- _What you will do_
Pick up the Bowen Island walking-tour text on the Union Steamship era after its final sentence and write the next part. Leave the material that follows it alone.

- _Text segment_

□ □ □ □

During the Union Steamship glory days as many as 5,000 people were ferried to Bowen Island on the summer weekend. The all-time high of 101,000 visitors was reached in 1946 when Vancouver’s population was still only 365,000.
The Lady Alexander, the pride of the Union Steamship fleet, used to deliver huge crowds of picnic excursions and Moonlight Cruises. She could accommodate up to 1400 people and boasted a formal dining, comfortable lounges, and a fine maple dance floor. Daytime visitors arrived for concerts in the band shell, refreshments in the tearoom and enormous company picnics at the 6 large picnic grounds. Weekend excitement began with the arrival of the “Daddy Boats” which were greeted at the dock by wives and children who spent the week vacationing on Bowen.
Another very important presence at the dock were the Sannies, a small fleet of gasoline powered launches that taxied people and small cargo to Bowen year round. The word “Sannie” comes from the name of an Australian race horse. From 1921 to 1954, the Sannie Transportation Company provided an essential service to island residents. Amazingly, the 25 cent fare remained the same for thirty years.
Look north. Just above for the remains of a stone retaining wall on the left shore at the water’s edge. Imagine the sloping lawn from the Tearoom where the brown house stands now. The Tearoom stood at the top of the slope, just near the restauant and the Dance Pavilion.
Images: Folder: #2 – 5084
Van. Arch. People Leaving the Dock in Snug Cove
Walk From the Dock
b) THE TEAROOM
Built c. 1910 by Captain John Cates, the Tearoom was a popular spot for summer visitors to sip afternoon tea and enjoy the view of Snug Cove. During Union days, people came for typical summer fare such as hot dogs, hamburgers, milk shacks and banana splits. In the 1940’s, and 50’s, music from the juke box added to the fun.

□ □ □ □

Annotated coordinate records
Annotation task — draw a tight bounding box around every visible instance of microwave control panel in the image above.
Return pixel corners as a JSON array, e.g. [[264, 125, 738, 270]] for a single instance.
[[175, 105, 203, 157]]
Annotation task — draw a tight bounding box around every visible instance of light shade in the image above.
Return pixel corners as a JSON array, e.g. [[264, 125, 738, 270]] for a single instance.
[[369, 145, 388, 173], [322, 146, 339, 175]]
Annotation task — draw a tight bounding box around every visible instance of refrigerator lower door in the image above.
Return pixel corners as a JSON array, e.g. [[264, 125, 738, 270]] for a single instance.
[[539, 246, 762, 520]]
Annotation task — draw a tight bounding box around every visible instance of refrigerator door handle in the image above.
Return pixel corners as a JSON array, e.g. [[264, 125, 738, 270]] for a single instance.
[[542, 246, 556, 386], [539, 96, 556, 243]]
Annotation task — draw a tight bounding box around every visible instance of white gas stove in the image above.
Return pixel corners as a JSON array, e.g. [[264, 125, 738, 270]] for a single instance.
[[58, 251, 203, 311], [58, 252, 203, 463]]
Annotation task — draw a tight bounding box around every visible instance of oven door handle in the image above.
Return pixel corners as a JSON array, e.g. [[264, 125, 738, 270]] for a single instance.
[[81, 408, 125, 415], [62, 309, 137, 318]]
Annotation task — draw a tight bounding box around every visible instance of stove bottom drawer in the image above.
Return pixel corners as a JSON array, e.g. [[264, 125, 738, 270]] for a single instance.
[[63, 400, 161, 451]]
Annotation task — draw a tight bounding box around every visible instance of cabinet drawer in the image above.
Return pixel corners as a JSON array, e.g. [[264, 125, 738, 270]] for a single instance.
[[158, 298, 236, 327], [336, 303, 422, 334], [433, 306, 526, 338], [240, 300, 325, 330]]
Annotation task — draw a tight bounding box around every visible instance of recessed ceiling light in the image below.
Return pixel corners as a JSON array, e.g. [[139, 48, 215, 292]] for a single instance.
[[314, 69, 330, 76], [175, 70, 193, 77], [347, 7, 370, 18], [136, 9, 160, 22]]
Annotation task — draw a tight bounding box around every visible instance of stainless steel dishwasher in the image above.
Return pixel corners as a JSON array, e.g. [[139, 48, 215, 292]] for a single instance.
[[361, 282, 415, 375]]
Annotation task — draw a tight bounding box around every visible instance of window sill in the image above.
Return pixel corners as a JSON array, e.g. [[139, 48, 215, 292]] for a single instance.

□ □ □ □

- _The response_
Images: Van. Arch. Img 014
c) THE MERRY-GO-ROUND
In the early 1900’s, Jack Dorman operated a merry-go-round behind the Tearoom. It had a canvas roof, a slatted wooden platform, painted ponies and a calliope that played three tunes. Jake Dorman was also an engineer and built a steam engine to propel it. As a religious, he did not operate the carousel on Sundays.
Images: Folder #1 – 40
#2 – Girls on Carousel
d) THE DANCE PAVILION
Also near the Tearoom was the largest dance hall in British Columbia. Built in 1921, the octagonal building boasted a polished, hardwood, spring floor (designed to give more bounce) with a raised dais for the bandstand. It could dance 800 couples and featured some of the big bands with leaders such as Frank Scott, Barney Potts, Dal Richards and Frank Bolney. On the popular $1.00 Moonlight Cruises, Union Steamship Company vessels ferried merrymakers across Howe Sound to the dock at Snug Cove. Having fox trotted their way across the water, the dancers were primed for a fun evening at the pavilion. From the dock, the dancing crowd followed the band up the hill to the dancehall. In the beginning, the Moonlight Cruises were simple fun affairs. In later years, they became rowdier and dubbed the “booze cruises”. Although alcohol was never sold on the ships or at the dancehall, people brought their own supply.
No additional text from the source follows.